● Problem:
Copy out every line of the records below that contains the word "fingers", and leave out all other lines.

● Data excerpts:
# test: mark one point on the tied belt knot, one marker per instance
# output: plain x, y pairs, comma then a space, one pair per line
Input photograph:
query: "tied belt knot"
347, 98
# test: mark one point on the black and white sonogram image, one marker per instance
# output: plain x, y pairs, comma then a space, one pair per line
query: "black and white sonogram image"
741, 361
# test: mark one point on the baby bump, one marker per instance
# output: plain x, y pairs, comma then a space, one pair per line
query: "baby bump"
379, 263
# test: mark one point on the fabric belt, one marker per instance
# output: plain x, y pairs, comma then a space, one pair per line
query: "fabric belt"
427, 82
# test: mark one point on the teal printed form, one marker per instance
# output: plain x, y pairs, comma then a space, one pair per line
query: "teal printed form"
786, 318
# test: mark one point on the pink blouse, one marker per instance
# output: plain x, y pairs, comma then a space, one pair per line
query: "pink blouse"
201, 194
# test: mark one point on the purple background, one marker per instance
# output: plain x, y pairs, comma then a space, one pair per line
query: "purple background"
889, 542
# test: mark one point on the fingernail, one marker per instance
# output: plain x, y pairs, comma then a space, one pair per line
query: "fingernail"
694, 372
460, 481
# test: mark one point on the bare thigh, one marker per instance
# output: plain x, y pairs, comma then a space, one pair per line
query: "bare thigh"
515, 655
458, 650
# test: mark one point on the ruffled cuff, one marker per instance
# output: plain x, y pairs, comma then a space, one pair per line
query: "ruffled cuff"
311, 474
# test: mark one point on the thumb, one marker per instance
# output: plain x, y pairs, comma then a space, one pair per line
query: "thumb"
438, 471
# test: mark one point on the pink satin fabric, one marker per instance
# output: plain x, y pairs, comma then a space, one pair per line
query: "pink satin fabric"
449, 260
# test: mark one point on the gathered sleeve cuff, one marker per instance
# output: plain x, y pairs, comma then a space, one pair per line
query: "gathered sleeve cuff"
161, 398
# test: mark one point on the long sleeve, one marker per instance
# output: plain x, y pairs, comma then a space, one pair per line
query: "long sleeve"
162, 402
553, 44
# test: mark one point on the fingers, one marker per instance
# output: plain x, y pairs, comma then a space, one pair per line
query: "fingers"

---

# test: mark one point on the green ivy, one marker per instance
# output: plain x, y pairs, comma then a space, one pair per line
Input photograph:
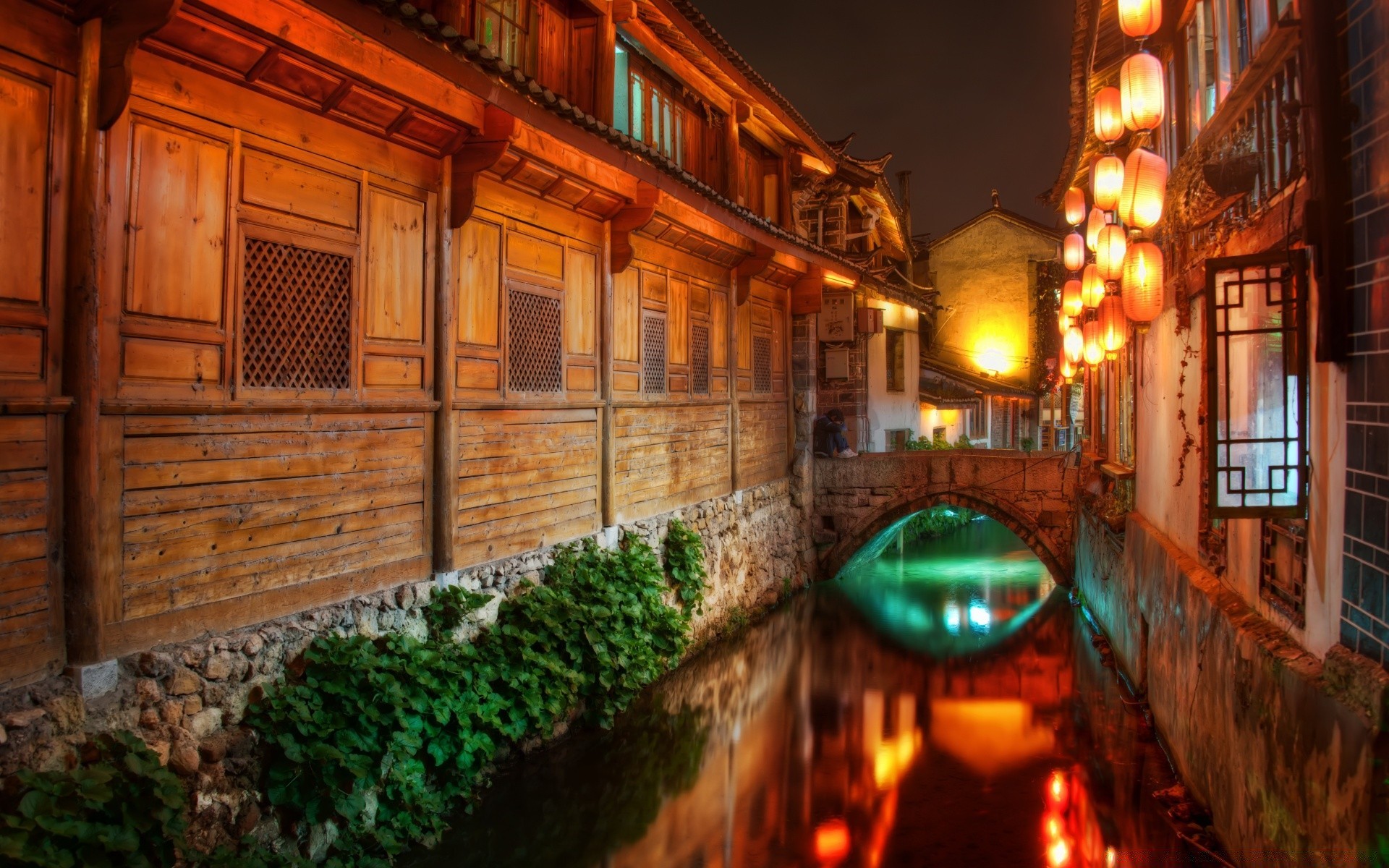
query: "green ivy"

* * *

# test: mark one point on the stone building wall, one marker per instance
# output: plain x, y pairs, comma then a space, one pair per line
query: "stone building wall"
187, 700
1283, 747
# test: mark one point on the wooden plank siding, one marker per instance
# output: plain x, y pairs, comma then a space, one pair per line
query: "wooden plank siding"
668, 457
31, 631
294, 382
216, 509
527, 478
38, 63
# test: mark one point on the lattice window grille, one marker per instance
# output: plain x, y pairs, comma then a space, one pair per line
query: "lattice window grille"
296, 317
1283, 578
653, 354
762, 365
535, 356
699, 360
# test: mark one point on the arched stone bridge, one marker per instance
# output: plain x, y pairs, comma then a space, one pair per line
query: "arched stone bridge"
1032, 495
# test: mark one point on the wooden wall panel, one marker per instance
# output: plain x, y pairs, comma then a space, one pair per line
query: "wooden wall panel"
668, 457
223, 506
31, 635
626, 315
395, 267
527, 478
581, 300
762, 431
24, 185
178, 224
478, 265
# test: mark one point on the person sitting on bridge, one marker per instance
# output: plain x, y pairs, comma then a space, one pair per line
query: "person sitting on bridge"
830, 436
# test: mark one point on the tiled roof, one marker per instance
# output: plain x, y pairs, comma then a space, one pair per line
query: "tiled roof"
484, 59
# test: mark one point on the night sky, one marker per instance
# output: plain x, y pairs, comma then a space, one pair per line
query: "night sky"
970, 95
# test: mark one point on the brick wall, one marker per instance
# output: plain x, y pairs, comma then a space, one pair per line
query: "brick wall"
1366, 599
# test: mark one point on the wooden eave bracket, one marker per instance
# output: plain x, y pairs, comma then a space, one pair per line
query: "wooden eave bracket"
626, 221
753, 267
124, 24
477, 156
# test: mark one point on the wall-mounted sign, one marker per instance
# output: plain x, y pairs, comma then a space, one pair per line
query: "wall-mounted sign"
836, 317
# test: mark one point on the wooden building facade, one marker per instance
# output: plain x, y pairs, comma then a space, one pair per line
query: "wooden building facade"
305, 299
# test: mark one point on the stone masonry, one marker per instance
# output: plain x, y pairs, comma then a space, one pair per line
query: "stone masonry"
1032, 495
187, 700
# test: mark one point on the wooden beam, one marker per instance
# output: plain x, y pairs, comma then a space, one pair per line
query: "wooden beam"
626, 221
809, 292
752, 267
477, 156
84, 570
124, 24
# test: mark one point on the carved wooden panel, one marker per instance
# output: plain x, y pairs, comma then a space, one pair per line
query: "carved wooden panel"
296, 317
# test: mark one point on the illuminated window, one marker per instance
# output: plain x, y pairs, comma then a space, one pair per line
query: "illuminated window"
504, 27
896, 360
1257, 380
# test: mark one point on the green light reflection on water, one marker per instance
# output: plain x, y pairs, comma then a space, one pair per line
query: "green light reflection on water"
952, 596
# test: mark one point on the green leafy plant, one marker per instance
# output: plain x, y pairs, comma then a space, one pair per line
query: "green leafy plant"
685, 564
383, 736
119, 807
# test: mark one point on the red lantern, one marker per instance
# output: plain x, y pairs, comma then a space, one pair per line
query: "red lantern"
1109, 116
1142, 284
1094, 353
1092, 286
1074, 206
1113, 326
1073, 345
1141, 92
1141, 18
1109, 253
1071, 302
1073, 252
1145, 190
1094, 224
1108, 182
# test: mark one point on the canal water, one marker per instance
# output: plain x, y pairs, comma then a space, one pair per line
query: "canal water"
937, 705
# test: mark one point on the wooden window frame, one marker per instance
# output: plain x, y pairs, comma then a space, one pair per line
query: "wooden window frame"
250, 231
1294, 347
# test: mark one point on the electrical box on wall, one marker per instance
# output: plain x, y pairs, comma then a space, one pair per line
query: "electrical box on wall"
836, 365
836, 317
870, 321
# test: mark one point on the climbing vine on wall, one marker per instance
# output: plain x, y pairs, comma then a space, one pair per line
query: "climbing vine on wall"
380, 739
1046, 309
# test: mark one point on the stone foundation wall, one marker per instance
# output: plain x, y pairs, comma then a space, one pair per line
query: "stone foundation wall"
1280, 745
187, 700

● Right answer:
# test: mark one point on the fingers, one marker per instance
query: "fingers"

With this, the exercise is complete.